WORK TO BE COMPLETED
Leave the pictures out and print every record below exactly as it stands.

====== DATA TO USE ======

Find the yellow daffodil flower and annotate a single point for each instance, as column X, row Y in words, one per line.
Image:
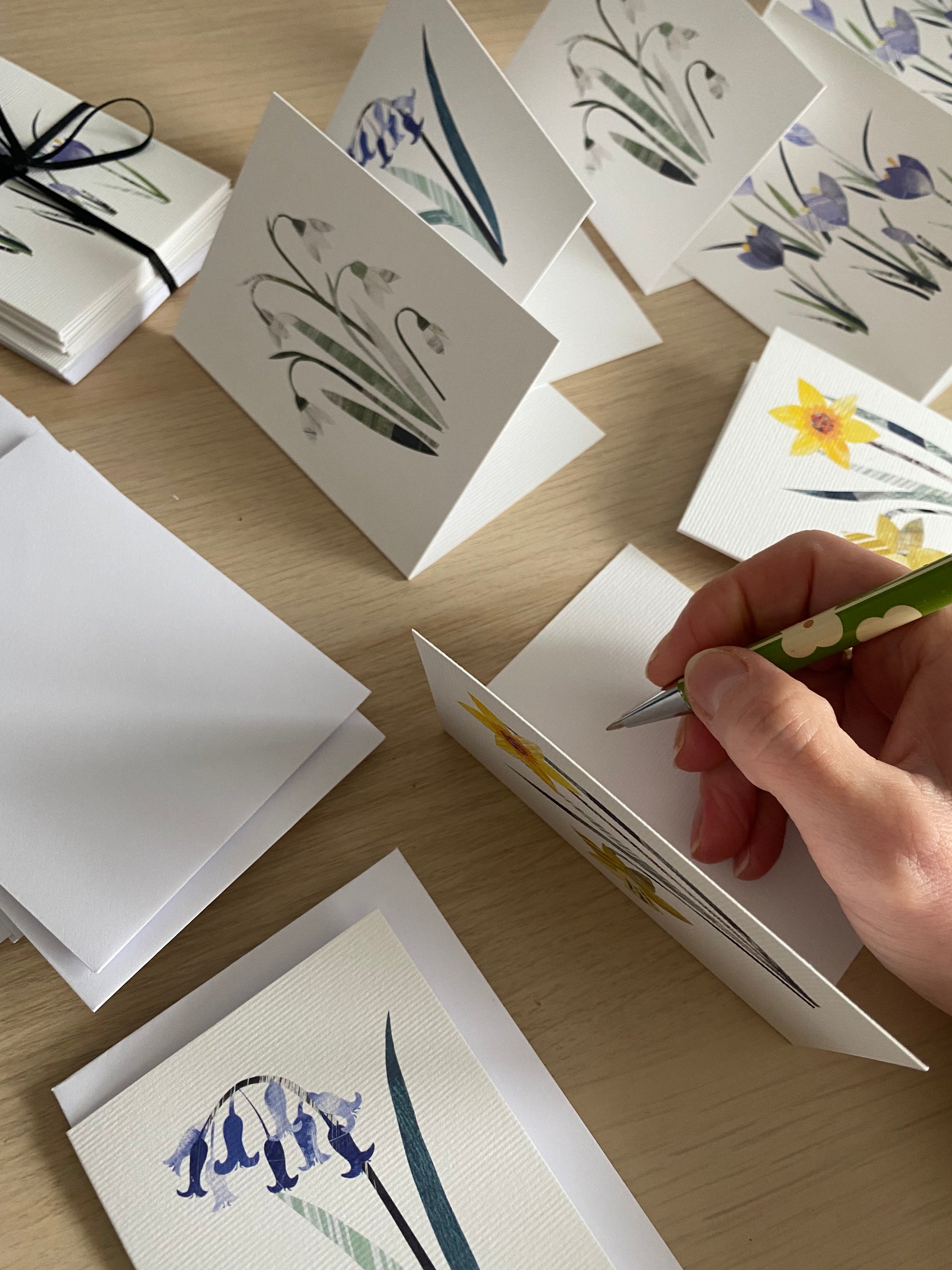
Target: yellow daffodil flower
column 822, row 425
column 526, row 751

======

EXERCISE RESULT
Find the yellow daffodil flower and annotate a single point for each instance, as column X, row Y in words, one per line.
Image:
Target: yellow daffodil flower
column 822, row 425
column 526, row 751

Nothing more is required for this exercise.